● Data for analysis:
■ ■ ■ ■

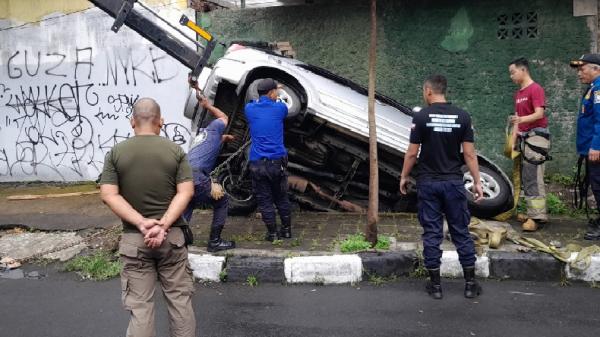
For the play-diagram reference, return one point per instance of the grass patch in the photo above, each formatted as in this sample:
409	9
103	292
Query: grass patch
97	267
377	280
358	242
561	179
223	276
555	205
420	271
251	281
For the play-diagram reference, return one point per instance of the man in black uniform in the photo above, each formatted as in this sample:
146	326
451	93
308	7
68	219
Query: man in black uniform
440	131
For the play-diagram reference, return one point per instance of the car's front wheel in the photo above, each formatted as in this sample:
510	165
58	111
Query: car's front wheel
288	95
497	194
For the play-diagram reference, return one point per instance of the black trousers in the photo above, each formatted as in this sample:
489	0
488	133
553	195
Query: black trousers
269	182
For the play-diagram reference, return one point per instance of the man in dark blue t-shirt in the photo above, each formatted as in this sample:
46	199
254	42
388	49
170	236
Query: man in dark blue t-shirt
268	159
202	157
444	135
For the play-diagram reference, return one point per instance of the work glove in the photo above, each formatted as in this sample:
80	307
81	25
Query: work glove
216	190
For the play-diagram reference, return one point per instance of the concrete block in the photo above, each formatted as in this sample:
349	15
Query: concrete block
531	266
451	266
206	267
388	263
323	269
589	274
265	269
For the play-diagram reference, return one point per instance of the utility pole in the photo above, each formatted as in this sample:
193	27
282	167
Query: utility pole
373	211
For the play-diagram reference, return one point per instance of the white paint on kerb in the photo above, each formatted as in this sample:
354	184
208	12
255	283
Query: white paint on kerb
206	267
589	274
451	265
323	269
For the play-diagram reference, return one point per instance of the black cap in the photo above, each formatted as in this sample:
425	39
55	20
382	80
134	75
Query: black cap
266	85
585	59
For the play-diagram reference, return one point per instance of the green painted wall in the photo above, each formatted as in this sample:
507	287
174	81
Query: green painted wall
455	38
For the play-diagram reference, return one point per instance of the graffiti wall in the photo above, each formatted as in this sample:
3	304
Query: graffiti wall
67	86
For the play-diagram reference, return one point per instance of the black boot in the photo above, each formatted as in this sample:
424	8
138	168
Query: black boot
472	288
272	233
434	286
286	227
215	243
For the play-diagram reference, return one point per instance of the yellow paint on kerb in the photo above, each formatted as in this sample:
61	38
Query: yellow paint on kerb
35	10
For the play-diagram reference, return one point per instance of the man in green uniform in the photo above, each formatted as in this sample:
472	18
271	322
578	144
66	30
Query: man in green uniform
147	182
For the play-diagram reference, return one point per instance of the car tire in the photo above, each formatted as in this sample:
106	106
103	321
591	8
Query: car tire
288	95
496	190
241	202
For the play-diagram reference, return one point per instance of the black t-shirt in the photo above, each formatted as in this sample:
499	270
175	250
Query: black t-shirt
441	129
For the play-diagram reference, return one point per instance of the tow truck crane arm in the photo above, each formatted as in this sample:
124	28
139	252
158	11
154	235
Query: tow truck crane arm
126	13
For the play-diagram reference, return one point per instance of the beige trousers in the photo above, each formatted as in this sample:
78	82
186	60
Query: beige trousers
142	267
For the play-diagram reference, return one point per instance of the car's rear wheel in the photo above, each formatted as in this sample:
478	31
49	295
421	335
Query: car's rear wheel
239	191
497	196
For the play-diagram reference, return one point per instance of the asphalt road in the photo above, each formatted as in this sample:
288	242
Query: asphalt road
60	305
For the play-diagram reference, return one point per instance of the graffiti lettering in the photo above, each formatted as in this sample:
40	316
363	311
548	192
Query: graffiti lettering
62	111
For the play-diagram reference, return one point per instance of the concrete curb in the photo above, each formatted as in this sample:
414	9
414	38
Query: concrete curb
352	268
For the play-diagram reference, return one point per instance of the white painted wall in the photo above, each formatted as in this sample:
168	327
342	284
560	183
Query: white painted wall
67	85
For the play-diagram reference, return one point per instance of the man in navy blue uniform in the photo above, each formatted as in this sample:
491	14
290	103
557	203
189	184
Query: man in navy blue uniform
442	131
588	129
268	159
202	157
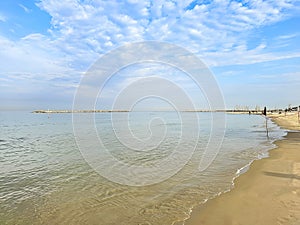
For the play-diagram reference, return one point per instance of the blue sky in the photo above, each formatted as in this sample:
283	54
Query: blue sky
252	47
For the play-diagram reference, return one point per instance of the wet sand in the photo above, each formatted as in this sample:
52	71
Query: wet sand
267	194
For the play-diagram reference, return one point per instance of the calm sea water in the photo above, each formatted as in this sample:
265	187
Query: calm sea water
44	179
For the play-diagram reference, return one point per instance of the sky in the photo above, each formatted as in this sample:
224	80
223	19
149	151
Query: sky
252	48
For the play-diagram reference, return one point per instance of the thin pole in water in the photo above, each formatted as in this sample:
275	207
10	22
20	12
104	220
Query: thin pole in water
265	114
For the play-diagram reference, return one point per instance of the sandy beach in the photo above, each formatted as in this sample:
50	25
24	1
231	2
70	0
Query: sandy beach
268	193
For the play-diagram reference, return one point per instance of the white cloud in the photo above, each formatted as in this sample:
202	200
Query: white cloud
25	8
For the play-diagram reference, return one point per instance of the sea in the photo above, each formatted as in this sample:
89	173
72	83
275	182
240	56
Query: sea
140	168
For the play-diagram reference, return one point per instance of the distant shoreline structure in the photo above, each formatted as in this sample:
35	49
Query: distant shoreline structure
121	111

■ ■ ■ ■

● About this task:
The copy you produce must hold all the records above exactly and none of their pictures.

● Result:
For the play-diagram reference, return one point per instance of the grass patch in the photo above, each formatted as in this sample:
409	9
103	292
Query: grass patch
97	267
377	280
358	242
561	179
223	276
555	205
420	271
251	281
For the play-diagram reference, return one point per instance of the man in black uniform in the photo above, each formatted as in this sample:
146	326
451	93
308	7
68	219
Query: man in black uniform
440	131
For the play-diagram reference, return one point per instance of the car's front wheel in the photo above, each formatted as in this sample:
510	165
58	111
Query: car's front wheel
288	95
497	194
For the play-diagram reference, return one point per instance of the black trousers in the photo above, each formatted as in this sample:
489	0
488	133
553	195
Query: black trousers
269	182
For the play-diagram reference, return one point per instance of the man in dark blue t-shirt in the photo above, each formatted as in this sample:
46	199
254	42
388	49
170	236
Query: man in dark blue t-shirt
268	159
202	157
444	135
For the play-diagram reference, return one point per instance of the work glove in the photo above, each formatted as in this sample:
80	307
81	25
Query: work glove
216	190
For the play-diagram reference, return one point per instance of the concrete block in the photo above, each formatted as in this sample:
349	15
Query: concrete block
531	266
451	266
206	267
388	263
323	269
589	274
265	269
For the play-diagram reference, return one point per instance of the utility pole in the photo above, each formatted as in this sample:
193	27
282	167
Query: utility pole
373	211
For the play-diagram reference, return one point per instance of the white paint on kerb in the photo above, each formatted as in this sample:
354	184
208	12
255	283
Query: white paint on kerb
206	267
589	274
451	265
323	269
For the play-diagram reference, return one point per instance of the black cap in the photo above, each formatted as in this sample:
425	39
55	20
382	80
134	75
Query: black cap
266	85
585	59
For the play-diagram reference, return one point per instance of the green painted wall in the photo above, each formatted as in this sample:
507	287
174	81
Query: green painted wall
455	38
For the play-diagram reference, return one point per instance of the graffiti wall in the photo above, each formatted as in this sample:
3	304
Query: graffiti wall
67	86
For the play-diagram reference, return one point per instance of the black boot in the photo above, each formatted as in this sample:
424	8
138	168
Query: black boot
472	288
272	233
434	286
286	227
215	243
For the play-diagram reference, return one point per instance of the yellow paint on kerb in the photo above, each formatted as in this sample:
61	38
Query: yellow paint on kerb
35	10
For the play-diagram reference, return one point per instance of the man in green uniform in the photo above, each formatted as in this sample:
472	18
271	322
578	144
66	30
Query: man in green uniform
147	182
For the play-diagram reference, return one point per instance of the car tire in the photo above, each formatted as in this sample:
106	106
103	321
591	8
Query: car tire
288	95
496	190
241	202
For the play-diagram reference, return one point per instance of the black t-shirt in the photo above, each formatted as in this sample:
499	270
175	250
Query: black t-shirt
441	129
For the play-diagram reference, return one point per instance of the tow truck crane arm in the photo above, each formatted as in this sample:
124	28
139	252
158	11
154	235
Query: tow truck crane arm
126	13
For the play-diagram reference, return one point per instance of the beige trousers in the photo above, each formatted as in this sample:
78	82
186	60
Query: beige trousers
142	267
For the play-diagram reference, return one point per instance of the car's rear wheel in the photo above, each formatted as in this sample:
478	31
49	295
421	335
Query: car's rear wheel
239	191
497	196
For the play-diagram reference, return one point per instance of the asphalt road in the photo above, each formatted as in this sample:
288	242
Query: asphalt road
60	305
For the play-diagram reference, return one point per instance of the graffiti lettering in the photo above, each formatted as in this sample:
40	316
363	311
548	192
Query: graffiti lettering
62	111
For the play-diagram reference, return one point per instance of the concrete curb in the photo above, each formatted as in this sample:
414	9
414	38
Query: concrete curb
352	268
For the play-diagram reference, return one point per instance of the white painted wall in the photo above, each formatted as in this sample:
168	327
342	284
560	183
Query: white painted wall
67	85
For the play-diagram reference, return one point per instance of the man in navy blue uniform in the photo above, each formatted as in this sample:
491	14
290	103
557	203
189	184
Query: man in navy blue uniform
442	131
588	129
268	159
202	157
For the play-diagram reference, return one point per instance of the blue sky in the photo above, each formatted as in this sample:
283	54
Query: blue sky
252	47
For the play-diagram reference, return one point per instance of the wet sand in the photo above, each formatted as in this sample:
52	71
Query: wet sand
267	194
For the play-diagram reference, return one point per instance of the calm sea water in the photo above, each formatted as in this sample:
265	187
Query: calm sea water
44	179
For the play-diagram reference, return one point per instance of the sky in the photo above, each formatted as in this sample:
224	80
223	19
149	151
Query: sky
252	48
For the play-diagram reference, return one point per instance of the thin pole in water in the photo above, each formatted as in this sample:
275	207
10	22
20	12
104	220
Query: thin pole in water
265	114
For the play-diagram reference, return one point per instance of the sandy beach in the photo above, each formatted as in this sample:
50	25
24	1
231	2
70	0
Query: sandy beach
268	193
For the play-diagram reference, return one point per instance of the white cloud in the photo above, each formatted as in this sample:
202	200
Query: white cloud
25	8
For the play-diagram reference, return one point per instance of the sea in the photo above, each formatted as in this sample:
89	173
72	83
275	182
240	56
Query: sea
140	168
For the play-diagram reference, return one point per instance of the distant shoreline structure in the photo above, each formatted as in this sample:
35	49
Query: distant shoreline structure
121	111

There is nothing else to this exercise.